** What is being asked **
Exclude all pictures, then copy each of the records exactly as written.

** Supplied data **

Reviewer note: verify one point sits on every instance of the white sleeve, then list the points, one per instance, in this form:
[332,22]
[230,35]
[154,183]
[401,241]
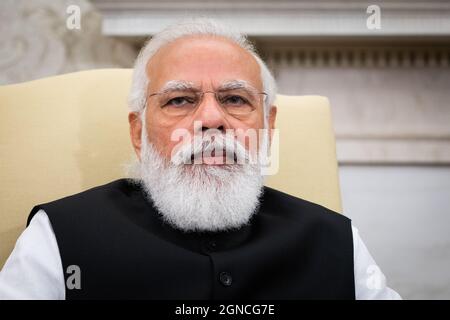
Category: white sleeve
[370,282]
[34,269]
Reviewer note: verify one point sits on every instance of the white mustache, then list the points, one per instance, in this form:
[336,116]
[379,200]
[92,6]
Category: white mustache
[192,152]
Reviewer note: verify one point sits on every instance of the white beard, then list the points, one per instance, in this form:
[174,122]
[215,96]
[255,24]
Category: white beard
[200,197]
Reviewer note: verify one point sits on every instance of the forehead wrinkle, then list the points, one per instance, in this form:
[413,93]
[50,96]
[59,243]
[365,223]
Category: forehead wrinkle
[178,85]
[234,84]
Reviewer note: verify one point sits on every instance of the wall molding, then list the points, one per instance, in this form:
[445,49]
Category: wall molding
[281,18]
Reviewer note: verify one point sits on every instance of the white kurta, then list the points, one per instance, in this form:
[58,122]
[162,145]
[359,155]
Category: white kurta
[34,269]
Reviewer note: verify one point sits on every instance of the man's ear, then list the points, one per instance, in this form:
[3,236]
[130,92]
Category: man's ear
[134,119]
[272,118]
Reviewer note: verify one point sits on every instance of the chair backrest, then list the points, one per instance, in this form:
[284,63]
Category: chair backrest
[67,133]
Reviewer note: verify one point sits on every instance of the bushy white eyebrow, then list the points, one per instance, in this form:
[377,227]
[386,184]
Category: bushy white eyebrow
[174,85]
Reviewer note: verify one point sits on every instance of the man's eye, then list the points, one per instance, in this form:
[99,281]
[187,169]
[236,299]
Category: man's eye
[235,100]
[179,101]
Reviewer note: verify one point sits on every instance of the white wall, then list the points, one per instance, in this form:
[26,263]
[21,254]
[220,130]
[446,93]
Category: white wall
[403,214]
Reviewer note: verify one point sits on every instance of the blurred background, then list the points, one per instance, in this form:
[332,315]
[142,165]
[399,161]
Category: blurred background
[384,65]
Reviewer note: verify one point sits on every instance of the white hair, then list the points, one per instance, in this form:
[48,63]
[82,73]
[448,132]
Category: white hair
[191,27]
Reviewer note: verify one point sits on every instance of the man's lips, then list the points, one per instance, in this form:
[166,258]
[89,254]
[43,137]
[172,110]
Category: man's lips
[212,159]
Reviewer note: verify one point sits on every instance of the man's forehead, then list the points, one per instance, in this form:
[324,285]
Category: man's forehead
[203,61]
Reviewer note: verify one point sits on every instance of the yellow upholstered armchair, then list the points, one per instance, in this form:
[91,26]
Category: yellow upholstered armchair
[64,134]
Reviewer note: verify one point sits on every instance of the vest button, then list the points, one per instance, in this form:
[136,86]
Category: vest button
[226,279]
[212,245]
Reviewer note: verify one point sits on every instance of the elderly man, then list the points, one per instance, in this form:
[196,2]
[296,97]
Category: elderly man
[197,223]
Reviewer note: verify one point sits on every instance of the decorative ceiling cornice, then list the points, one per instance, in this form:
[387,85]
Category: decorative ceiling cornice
[281,18]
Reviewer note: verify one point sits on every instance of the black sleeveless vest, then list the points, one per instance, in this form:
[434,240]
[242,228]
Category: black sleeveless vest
[291,249]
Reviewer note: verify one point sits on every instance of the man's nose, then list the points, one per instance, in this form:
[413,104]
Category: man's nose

** Answer below **
Reviewer note: verify one point sits on every instance of the white sleeve, then list the points, one per instance, in this form:
[332,22]
[230,35]
[154,183]
[401,241]
Category: white sleeve
[370,282]
[34,269]
Reviewer note: verify one point sits on every instance of the white mustache, then list the points, one per instance, in this form:
[336,116]
[379,200]
[92,6]
Category: white mustache
[192,152]
Reviewer note: verify one point sits on every instance of the white beard, then list the points, one per instance, in this form:
[174,122]
[215,96]
[255,24]
Category: white beard
[200,197]
Reviewer note: verify one point sits on every instance of the forehead wrinkle, then list the points, one per instance, in this form:
[413,93]
[50,96]
[59,243]
[365,223]
Category: forehead wrinkle
[178,85]
[234,84]
Reviewer note: verify one point sits on every instance of the wall molding, then list the points, one per instance, in this form:
[445,49]
Category: wall molding
[281,18]
Reviewer note: verify one point sits on every instance of the white kurta, then list the points, one per instance, in this form:
[58,122]
[162,145]
[359,155]
Category: white kurta
[34,269]
Reviewer note: verify one point sits on every instance of the man's ear, then list the points, one per instance, in this form:
[3,236]
[130,92]
Category: man's ear
[134,119]
[272,118]
Reviewer note: verify one point sits on every instance of the chair backrest, then list the points, one per instance, in this form:
[284,63]
Category: chair backrest
[67,133]
Reviewer note: verify one point sits on every instance of the bushy white eyebrow, then list the points, one per instance, in this form:
[377,227]
[386,184]
Category: bushy white eyebrow
[174,85]
Reviewer note: verify one point sits on every instance of the man's eye, then list the points, one per instance, in this form:
[99,281]
[187,169]
[236,299]
Category: man's eye
[235,100]
[179,101]
Reviewer note: verify one point sits on every instance of the white wall, then list the points, one per instance, in this form:
[26,263]
[21,254]
[220,130]
[446,93]
Category: white wall
[403,214]
Reviewer note: verify one point sits on every instance of the blurred background, then list the points, one per instance, in this form:
[332,315]
[142,165]
[399,161]
Category: blurred background
[384,65]
Reviewer note: verify one point sits on every instance of the white hair, then list the points, one per instance, in this form:
[48,63]
[82,73]
[448,132]
Category: white hair
[191,27]
Reviewer note: verify one point sits on every instance of the man's lips, then list the points, one per instance, in this form:
[166,258]
[89,254]
[43,137]
[172,110]
Category: man's lips
[212,159]
Reviewer note: verify one point sits on every instance of the man's forehead, then list the points, one per instance, in this form:
[324,285]
Category: man's forehead
[203,61]
Reviewer note: verify one point sits on every instance of the yellow upholstered armchair, then list the points, one per instance, in this form:
[91,26]
Category: yellow upholstered armchair
[64,134]
Reviewer note: verify one point sits on every instance of the vest button, then list the points, one per instance, in this form:
[136,86]
Category: vest button
[226,279]
[212,245]
Reviewer note: verify one point sits on every instance of the elderly man, then list the points, one per instance, in this form:
[196,2]
[296,97]
Category: elderly man
[197,223]
Reviewer note: verify one point sits on every instance of the decorative ceiling cornice, then list the points, one per instance, in this form:
[387,85]
Category: decorative ceiling cornice
[281,18]
Reviewer note: verify one point sits on every instance of the black sleeveless vest, then list the points, one per instance, in this form:
[434,240]
[242,228]
Category: black sleeveless vest
[291,249]
Reviewer note: verify one point sits on every instance of the man's nose, then list the points, one per instance, in this form:
[413,104]
Category: man's nose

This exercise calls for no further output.